## Your goal
Write out the items below again, swapping every "photo" for "image" and leaving everything else unchanged. Leave the pictures out.

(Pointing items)

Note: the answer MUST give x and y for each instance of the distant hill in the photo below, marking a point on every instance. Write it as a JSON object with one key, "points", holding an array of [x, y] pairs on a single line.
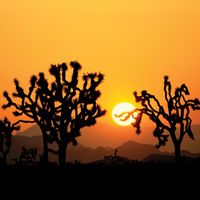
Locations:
{"points": [[130, 150], [104, 134]]}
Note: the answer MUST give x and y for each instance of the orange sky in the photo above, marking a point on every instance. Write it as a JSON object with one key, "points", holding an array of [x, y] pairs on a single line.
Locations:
{"points": [[133, 42]]}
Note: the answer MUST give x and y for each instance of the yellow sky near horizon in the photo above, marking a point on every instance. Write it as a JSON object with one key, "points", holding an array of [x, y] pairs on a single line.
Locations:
{"points": [[133, 42]]}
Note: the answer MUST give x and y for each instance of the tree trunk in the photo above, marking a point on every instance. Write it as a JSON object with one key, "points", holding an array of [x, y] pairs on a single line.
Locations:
{"points": [[45, 150], [177, 148], [62, 155]]}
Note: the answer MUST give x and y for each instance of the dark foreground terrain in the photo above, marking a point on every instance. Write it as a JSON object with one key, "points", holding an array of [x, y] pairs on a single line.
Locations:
{"points": [[133, 178]]}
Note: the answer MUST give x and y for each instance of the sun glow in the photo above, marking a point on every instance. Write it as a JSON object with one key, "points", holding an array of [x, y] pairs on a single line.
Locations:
{"points": [[123, 108]]}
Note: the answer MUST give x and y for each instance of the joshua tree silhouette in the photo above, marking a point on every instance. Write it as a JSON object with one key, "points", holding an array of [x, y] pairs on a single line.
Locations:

## The solution
Note: the answer MUST give x and y for each instance of the distant hill in the image below, marking a point on every instance. Write it as a JSON object with one key, "points", holding an array of [x, y] pairs on a single line.
Locations:
{"points": [[130, 150], [104, 134]]}
Note: the answer MUST give x and y for each instance of the orange sky in the image above, marking a point on every instance. Write it as a JSON object with one key, "points", holding an array of [x, y] pairs on a single line.
Locations:
{"points": [[133, 42]]}
Note: the answer MUST give x and y for each instance of the yellow sky near horizon in the image above, marking a point on every instance. Write it as a JSON object with one key, "points", holding an array of [x, y] pairs on a single line.
Locations:
{"points": [[133, 42]]}
Note: the answer MUST give x and y for each instance of the tree trunk in the image above, marking a point on every instance. Write it as a JSON object with one key, "points", holding an array of [x, y] pairs on a single line.
Locations:
{"points": [[45, 150], [177, 148], [62, 155]]}
Note: the answer MUST give x and y for each instance of the dark foreground terrain in the image above, marking a point on every instance. Write it as a JSON object with one key, "points", holding an array of [x, y] pairs on a single line.
Locations:
{"points": [[133, 178]]}
Note: the answer MUST give x and y for each instance of the sun glow in the image above, marking a point on every instance. Write it as a JSON object with one key, "points", holding an array of [x, y] pairs on a single line.
Locations:
{"points": [[123, 108]]}
Note: the answer MUST give x and y for each instance of the joshua tree silhouette in the image above, marking a point on every instance. Write it as a JSON object with one key, "points", holding an array of [x, y] pairs on a single line.
Locations:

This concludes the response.